Após dar à luz, a professora Laura Cruz, de 26 anos, procurou um médico para trocar de método contraceptivo. Ela não visitava um ginecologista desde o nascimento da filha, havia três anos.
"Entrei na sala e a médica perguntou, de um jeito bastante rude, o que eu queria. Expliquei que queria colocar DIU porque não estava me adaptando ao anticoncepcional injetável. Ela disse: 'Gorda do jeito que você é, seu corpo vai expulsar o DIU. Nem adianta tentar. Para o seu caso, só laqueadura'. Eu fiquei desolada porque só tenho 26 anos, e expliquei isso a ela. Disse que não sabia se ia querer ser mãe novamente. Então, ela falou 'Gorda assim, você deve fazer um favor a si mesma e não procriar mais'. Fui embora e não voltei".
"Isso não existe", afirma a ginecologista e obstetra especialista em reprodução humana Renata Menezes, também da Santa Casa. "O DIU funciona muito bem para todas as mulheres, já que a cavidade uterina não tem nada a ver com o peso".
"Como você é gorda, nunca vai poder ter um parto normal"

════════════════

## TAREFA
Prossiga com o texto sobre o preconceito contra mulheres gordas em consultas ginecológicas, a partir do ponto em que ele termina. Não é preciso consultar os registros.

════════════════

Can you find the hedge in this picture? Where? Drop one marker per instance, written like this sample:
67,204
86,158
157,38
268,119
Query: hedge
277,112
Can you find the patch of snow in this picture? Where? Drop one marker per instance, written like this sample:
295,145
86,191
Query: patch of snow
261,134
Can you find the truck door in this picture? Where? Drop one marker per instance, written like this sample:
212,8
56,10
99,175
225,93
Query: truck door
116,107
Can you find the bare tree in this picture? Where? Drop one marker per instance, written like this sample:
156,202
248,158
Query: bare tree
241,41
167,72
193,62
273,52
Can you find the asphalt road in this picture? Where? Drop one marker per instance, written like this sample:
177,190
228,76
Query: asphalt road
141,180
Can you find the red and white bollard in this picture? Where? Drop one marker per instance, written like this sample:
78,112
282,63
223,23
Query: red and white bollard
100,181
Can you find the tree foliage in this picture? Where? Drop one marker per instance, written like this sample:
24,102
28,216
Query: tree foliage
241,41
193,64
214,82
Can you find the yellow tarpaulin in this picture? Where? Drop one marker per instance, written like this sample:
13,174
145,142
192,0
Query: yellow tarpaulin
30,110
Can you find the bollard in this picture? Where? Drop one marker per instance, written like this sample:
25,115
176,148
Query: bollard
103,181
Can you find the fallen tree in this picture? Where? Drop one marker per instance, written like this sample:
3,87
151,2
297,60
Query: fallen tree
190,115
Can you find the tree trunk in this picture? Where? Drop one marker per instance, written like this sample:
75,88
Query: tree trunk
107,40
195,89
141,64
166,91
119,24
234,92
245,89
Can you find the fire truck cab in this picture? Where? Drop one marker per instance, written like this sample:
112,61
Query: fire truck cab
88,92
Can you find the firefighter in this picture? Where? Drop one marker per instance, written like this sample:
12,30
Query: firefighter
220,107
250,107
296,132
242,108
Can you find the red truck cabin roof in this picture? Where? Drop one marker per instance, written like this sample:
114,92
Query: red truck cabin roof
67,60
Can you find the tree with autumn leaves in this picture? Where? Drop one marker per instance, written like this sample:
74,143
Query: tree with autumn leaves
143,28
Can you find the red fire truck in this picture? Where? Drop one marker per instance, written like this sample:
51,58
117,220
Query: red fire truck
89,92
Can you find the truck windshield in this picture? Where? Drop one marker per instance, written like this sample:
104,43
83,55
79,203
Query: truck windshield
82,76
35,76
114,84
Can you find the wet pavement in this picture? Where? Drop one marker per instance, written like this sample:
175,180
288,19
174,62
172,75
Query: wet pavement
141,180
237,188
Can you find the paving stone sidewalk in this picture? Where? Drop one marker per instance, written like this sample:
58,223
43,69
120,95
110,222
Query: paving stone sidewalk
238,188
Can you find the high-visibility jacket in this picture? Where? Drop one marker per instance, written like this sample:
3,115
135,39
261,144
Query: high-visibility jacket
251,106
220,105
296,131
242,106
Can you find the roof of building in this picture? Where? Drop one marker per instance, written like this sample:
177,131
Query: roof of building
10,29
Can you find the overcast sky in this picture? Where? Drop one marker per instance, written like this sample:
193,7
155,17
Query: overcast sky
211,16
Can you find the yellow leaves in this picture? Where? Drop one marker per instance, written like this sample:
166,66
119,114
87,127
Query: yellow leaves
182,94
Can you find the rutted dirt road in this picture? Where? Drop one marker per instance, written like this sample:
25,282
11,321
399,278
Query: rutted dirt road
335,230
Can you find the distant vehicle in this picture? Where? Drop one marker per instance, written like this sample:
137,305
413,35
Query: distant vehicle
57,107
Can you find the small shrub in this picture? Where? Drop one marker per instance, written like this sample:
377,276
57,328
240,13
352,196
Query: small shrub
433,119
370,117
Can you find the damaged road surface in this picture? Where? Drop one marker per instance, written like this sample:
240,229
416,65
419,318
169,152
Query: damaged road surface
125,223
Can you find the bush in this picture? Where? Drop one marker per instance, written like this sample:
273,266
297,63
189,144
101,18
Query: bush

════════════════

## RESPOSTA
A secretária Lidiane Andrade, de 35 anos, fez todo o pré-natal com uma médica que a constrangia em público. "Ela dizia que minha barriga parecia o mapa de rios do Brasil, de tanta estria que eu tinha. Quando chegava minha vez de ser atendida, ela abria a porta e, na frente de todos os pacientes que aguardavam na recepção, dizia: 'Vem, dona gorda'. Quando completei 38 semanas, a médica fez um exame de toque bastante violento e falou que eu já estava com dois centímetros de dilatação e que, como era gorda, teríamos que agendar uma cesariana porque eu não podia ter parto normal", diz.
Lidiane foi para a sala de parto chorando. Teve o bebê, mas não se livrou da gordofobia da médica nem durante a recuperação. "No dia seguinte ao parto, estava no quarto com a minha mãe e ela chegou. Viu que eu estava sem a cinta pós-parto -- eu nem sabia que tinha que colocar -- e gritou dizendo que, se eu não vestisse a cinta, ficaria com a barriga horrorosa e meu marido não iria me querer". Aquilo foi a gota d'água. Procurei outro médico para fazer o acompanhamento pós-parto".
Renata explica que mulheres obesas não só podem ter parto normal, como devem. "Uma médica que diz isso desconhece a ciência. A cesariana, para mulheres obesas, deve ser recomendada só em casos específicos, já que há mais riscos de infecção porque o bisturi elétrico tem que perfurar uma camada maior de gordura", explica. "Além disso, a cicatriz da cesárea não respira se for coberta pela barriga, podendo dificultar a cicatrização. Ou seja, o parto normal é o ideal".
"Com esse anticoncepcional, você vai virar uma baleia"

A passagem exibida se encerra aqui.